## [Provided text]
◆ ◆ ◆ ◆
There is no shortage of lawyer jokes. Here are a couple:
Q: Why won't sharks attack lawyers?
A: Professional courtesy.
Q: What's the difference between a jellyfish and a lawyer?
A: One's a spineless, poisonous blob. The other is a form of sea life.
Do you think these jokes are funny? I don’t. They are extremely insulting. I take my job very seriously – and I am not alone. It is tragic that some lawyers make bad (and stupid) decisions – it gives other lawyers a bad name.
Here is a real-world example of a lawyer’s horrible decision:
Mr. Martin Wirick was a real estate lawyer in Vancouver and his major client was Mr. Tarsem Singh Gill, a developer. Gill, or one his companies, would purchase a property, redevelop it, and then sell it. Wirick, performing the real estate transfer, would receive the sale proceeds and, instead of paying off the mortgage and other financial charges on the title, he funneled the money to Gill or one of his companies (for reinvestment).
This is the biggest legal fraud in Canadian history and is discussed in more detail on the Law Society website.
The fraud started small: it started with a $20,000 shortfall in a single real estate transaction involving Gill. Gill requested that Wirick delay paying off the mortgage on the property until funds were available (and Wirick foolishly and nervously agreed). Not surprisingly, funds never came, forcing Wirick to commit other frauds to cover up the original mistake.
This scheme went undetected for several years and involved over 100 real estate transactions.
The total value of the frauds was nearly $40 million.
So, what happened with Mr. Wirick? He cooperated with the Law Society in their investigation and pled guilty to the criminal charges. In 2009, he was sentenced to 7 years in jail and ordered to pay $2 million. He lost everything…
You hear these stories and think lawyers are shady, right? That’s because you probably don’t hear about the good things that lawyers do…
You probably never heard that the Law Society paid nearly $40 million, fully compensating all those people who were hurt in the Wirick fraud. And every lawyer in B.C. now pays extra fees each year to help cover this loss.
◆ ◆ ◆ ◆
## [Data section]
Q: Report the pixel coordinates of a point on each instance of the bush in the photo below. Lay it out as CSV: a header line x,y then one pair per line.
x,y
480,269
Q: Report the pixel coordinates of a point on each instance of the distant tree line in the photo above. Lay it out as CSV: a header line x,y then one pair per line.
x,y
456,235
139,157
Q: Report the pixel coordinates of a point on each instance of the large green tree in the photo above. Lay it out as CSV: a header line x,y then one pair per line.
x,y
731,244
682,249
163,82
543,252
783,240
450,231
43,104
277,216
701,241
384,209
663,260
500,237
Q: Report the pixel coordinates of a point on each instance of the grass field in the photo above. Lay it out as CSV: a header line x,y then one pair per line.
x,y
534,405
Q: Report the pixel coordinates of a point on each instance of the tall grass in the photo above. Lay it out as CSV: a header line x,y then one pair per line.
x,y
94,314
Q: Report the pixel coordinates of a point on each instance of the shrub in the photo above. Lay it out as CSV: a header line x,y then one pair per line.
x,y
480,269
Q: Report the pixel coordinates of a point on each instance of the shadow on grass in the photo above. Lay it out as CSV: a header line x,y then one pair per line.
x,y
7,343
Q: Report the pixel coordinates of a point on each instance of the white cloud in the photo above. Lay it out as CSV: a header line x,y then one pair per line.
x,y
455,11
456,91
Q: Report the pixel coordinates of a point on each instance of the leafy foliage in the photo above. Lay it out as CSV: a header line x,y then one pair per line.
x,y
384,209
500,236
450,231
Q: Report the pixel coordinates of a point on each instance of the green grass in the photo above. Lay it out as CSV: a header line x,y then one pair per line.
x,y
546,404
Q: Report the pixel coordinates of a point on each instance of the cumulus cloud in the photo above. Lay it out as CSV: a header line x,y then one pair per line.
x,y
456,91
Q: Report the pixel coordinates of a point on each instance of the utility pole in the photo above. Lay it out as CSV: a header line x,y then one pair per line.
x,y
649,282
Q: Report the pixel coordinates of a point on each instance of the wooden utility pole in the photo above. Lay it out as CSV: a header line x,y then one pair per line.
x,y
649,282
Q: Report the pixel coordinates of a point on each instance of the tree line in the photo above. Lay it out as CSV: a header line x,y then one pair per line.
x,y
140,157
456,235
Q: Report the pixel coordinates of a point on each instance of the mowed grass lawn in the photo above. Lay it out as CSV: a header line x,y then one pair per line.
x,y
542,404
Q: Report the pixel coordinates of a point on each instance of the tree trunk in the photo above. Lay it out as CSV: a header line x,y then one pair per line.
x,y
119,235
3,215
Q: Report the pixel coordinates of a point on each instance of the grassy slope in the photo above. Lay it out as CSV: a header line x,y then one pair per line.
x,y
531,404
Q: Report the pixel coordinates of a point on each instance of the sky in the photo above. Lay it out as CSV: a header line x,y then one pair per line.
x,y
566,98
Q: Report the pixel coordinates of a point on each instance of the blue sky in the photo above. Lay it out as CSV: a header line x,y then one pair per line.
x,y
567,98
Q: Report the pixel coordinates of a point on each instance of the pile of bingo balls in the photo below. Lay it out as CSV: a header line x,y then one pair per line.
◆ ◆ ◆ ◆
## [Work instructions]
Rewrite the lawyer text starting at "A: Professional courtesy." and ending at "of sea life.", replacing "jellyfish" with "sea slug". Rely only on the text about lawyer jokes and a real estate fraud.

## [The answer]
A: Professional courtesy.
Q: What's the difference between a sea slug and a lawyer?
A: One's a spineless, poisonous blob. The other is a form of sea life.